### GOAL OF THE EXERCISE
Beneath this instruction is a listing. Transcribe from it only the stretch from the line with "positive clicks: (1146, 1034)" through the line with "797L692 818L695 853ZM914", both end lines included, exactly as written.

### SUPPLIED DATA
——

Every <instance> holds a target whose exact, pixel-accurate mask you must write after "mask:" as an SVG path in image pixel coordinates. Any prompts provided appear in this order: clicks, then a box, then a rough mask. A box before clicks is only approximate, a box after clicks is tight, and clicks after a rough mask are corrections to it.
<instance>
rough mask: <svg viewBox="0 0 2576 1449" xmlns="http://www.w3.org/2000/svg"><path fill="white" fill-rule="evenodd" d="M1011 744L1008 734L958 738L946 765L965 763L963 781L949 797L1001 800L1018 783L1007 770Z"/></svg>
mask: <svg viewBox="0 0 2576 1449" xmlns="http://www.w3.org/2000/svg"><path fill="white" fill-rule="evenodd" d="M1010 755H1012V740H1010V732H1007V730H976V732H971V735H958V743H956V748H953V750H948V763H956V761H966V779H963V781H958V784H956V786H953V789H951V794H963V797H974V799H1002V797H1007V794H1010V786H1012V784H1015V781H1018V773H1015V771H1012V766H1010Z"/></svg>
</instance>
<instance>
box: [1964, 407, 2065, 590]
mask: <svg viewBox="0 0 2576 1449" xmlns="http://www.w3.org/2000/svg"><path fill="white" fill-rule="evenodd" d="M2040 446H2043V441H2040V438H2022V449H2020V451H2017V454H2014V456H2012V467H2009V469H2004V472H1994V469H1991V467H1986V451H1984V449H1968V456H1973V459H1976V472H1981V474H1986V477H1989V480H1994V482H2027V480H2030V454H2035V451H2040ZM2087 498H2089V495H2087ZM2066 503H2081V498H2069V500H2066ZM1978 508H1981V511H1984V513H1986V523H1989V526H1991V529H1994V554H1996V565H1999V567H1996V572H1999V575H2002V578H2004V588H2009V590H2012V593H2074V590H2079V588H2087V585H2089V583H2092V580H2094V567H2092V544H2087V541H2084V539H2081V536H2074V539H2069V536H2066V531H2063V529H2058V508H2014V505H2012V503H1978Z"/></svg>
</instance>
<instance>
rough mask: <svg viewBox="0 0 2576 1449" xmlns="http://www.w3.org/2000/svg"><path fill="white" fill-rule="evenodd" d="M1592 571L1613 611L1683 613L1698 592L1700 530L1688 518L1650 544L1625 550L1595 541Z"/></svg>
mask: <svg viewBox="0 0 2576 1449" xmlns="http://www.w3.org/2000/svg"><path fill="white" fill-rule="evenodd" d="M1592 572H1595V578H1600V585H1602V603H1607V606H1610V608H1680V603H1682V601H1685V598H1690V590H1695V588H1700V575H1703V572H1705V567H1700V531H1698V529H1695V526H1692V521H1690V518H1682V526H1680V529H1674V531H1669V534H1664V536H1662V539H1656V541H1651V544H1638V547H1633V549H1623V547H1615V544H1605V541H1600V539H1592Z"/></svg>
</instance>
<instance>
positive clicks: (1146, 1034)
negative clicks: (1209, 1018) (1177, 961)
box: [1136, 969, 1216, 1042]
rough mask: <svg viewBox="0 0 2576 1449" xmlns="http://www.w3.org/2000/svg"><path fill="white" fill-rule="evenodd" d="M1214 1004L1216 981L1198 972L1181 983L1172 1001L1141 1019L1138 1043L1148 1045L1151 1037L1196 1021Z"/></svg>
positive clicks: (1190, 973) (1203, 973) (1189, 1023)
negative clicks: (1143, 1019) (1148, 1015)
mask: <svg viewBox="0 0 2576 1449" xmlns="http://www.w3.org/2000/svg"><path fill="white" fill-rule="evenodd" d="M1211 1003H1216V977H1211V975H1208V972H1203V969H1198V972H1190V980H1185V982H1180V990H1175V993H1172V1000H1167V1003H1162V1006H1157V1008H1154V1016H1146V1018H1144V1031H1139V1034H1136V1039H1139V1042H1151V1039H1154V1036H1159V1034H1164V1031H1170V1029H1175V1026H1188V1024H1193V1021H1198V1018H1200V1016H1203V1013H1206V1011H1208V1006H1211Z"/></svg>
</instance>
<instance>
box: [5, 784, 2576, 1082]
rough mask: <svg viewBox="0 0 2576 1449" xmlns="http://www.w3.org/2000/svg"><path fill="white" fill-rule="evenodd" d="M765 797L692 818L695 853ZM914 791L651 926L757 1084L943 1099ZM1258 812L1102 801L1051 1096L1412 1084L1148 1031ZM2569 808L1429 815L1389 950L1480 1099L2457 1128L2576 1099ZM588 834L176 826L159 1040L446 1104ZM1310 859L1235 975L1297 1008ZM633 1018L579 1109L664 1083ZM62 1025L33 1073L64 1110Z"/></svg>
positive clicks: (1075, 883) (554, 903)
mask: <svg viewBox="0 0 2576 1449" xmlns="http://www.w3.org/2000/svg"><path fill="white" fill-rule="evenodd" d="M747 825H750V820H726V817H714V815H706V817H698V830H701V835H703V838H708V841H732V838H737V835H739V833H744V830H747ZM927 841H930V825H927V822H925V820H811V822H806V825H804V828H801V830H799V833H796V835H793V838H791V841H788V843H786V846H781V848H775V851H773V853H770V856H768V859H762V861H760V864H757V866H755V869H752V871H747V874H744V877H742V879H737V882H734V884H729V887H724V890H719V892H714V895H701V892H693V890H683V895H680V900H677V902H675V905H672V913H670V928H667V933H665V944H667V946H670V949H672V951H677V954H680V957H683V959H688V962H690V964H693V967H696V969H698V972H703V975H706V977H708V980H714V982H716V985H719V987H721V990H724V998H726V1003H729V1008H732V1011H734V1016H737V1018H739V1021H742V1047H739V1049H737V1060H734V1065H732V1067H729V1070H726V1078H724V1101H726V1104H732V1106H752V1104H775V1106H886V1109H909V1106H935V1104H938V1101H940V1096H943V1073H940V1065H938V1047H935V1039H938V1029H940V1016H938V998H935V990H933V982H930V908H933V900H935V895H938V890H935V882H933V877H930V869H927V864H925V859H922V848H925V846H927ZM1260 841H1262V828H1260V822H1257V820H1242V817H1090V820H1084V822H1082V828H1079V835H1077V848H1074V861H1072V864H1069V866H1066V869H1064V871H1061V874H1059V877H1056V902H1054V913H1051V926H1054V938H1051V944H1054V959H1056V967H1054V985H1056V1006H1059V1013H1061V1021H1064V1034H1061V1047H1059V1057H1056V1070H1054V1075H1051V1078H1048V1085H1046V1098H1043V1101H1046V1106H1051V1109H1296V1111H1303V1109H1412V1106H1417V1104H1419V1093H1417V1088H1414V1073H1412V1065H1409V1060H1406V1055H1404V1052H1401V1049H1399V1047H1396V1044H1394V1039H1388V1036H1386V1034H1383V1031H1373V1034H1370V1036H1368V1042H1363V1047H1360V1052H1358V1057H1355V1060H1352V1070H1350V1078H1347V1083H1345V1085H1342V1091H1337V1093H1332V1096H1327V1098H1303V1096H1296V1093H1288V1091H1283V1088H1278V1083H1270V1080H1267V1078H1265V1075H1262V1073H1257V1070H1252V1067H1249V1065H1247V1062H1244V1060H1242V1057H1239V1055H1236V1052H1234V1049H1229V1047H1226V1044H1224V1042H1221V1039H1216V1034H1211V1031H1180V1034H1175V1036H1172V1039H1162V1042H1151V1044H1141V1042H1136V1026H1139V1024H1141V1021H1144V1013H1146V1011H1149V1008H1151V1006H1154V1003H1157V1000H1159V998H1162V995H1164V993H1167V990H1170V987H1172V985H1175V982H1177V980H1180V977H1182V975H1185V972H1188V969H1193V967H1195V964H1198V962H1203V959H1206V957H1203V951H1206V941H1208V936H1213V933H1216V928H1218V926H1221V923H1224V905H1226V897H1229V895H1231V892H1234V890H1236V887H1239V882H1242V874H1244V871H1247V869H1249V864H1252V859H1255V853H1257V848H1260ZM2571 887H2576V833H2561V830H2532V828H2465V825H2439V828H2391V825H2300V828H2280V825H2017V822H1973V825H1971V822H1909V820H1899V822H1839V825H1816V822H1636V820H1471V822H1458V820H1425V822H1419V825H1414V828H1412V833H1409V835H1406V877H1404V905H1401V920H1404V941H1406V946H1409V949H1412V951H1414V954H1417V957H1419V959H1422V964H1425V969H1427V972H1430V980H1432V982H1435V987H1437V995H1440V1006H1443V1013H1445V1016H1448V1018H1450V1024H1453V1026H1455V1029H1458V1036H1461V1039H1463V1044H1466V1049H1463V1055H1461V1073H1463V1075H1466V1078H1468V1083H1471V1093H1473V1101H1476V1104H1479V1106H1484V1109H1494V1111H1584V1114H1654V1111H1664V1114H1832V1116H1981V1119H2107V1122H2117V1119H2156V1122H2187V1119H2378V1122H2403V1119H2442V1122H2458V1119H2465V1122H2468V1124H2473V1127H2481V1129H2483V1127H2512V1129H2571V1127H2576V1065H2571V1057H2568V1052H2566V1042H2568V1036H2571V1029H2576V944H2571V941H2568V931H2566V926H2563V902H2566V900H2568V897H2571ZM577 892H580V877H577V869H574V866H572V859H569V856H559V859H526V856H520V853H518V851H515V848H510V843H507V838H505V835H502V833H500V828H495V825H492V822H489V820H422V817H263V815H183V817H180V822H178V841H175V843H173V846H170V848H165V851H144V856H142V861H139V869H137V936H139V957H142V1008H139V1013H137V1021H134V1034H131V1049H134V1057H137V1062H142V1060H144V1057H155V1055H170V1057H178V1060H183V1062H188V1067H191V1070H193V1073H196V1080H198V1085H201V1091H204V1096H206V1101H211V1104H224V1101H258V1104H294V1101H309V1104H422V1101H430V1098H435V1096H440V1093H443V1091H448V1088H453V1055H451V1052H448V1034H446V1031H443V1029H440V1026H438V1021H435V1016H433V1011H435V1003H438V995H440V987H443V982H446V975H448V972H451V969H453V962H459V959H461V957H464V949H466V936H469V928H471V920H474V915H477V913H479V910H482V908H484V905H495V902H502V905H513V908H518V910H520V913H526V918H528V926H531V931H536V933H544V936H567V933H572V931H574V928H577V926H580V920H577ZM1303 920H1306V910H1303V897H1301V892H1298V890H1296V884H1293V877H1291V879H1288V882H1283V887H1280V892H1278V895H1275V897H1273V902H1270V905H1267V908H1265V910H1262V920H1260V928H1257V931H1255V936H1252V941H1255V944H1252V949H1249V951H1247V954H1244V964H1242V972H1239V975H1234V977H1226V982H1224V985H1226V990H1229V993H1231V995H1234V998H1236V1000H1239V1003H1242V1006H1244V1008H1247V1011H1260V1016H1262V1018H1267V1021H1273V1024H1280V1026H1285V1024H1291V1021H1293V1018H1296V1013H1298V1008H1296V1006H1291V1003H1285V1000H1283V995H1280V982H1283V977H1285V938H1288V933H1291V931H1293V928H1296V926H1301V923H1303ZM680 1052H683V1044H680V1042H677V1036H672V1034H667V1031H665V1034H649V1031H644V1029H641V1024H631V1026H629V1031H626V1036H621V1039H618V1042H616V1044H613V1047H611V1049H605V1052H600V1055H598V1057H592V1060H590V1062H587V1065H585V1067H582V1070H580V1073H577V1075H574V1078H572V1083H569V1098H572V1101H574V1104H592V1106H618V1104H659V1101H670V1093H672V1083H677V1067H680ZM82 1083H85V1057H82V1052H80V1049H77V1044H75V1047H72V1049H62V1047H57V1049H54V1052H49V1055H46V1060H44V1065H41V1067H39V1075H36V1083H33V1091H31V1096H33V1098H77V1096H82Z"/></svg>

——

### RESPONSE AREA
positive clicks: (1146, 1034)
negative clicks: (1209, 1018) (1177, 961)
box: [1136, 969, 1216, 1042]
rough mask: <svg viewBox="0 0 2576 1449" xmlns="http://www.w3.org/2000/svg"><path fill="white" fill-rule="evenodd" d="M1214 1004L1216 981L1198 972L1181 983L1172 1001L1141 1019L1138 1043L1148 1045L1151 1037L1196 1021Z"/></svg>
positive clicks: (1190, 973) (1203, 973) (1189, 1023)
negative clicks: (1143, 1019) (1148, 1015)
mask: <svg viewBox="0 0 2576 1449" xmlns="http://www.w3.org/2000/svg"><path fill="white" fill-rule="evenodd" d="M1211 1003H1216V977H1211V975H1208V972H1203V969H1198V972H1190V980H1185V982H1180V990H1175V993H1172V1000H1167V1003H1162V1006H1157V1008H1154V1016H1146V1018H1144V1031H1139V1034H1136V1039H1139V1042H1151V1039H1154V1036H1159V1034H1164V1031H1170V1029H1175V1026H1188V1024H1193V1021H1198V1018H1200V1016H1203V1013H1206V1011H1208V1006H1211Z"/></svg>
</instance>
<instance>
box: [5, 784, 2576, 1082]
rough mask: <svg viewBox="0 0 2576 1449" xmlns="http://www.w3.org/2000/svg"><path fill="white" fill-rule="evenodd" d="M765 797L692 818L695 853ZM914 791L651 926L757 1084L943 1099ZM1258 812L1102 801L1051 1096L1412 1084L1148 1031ZM2569 808L1429 815L1389 950L1480 1099L2457 1128L2576 1099ZM588 834L176 826L159 1040L446 1104ZM1310 859L1235 975L1297 1008ZM633 1018L579 1109L664 1083ZM62 1025L33 1073L64 1110Z"/></svg>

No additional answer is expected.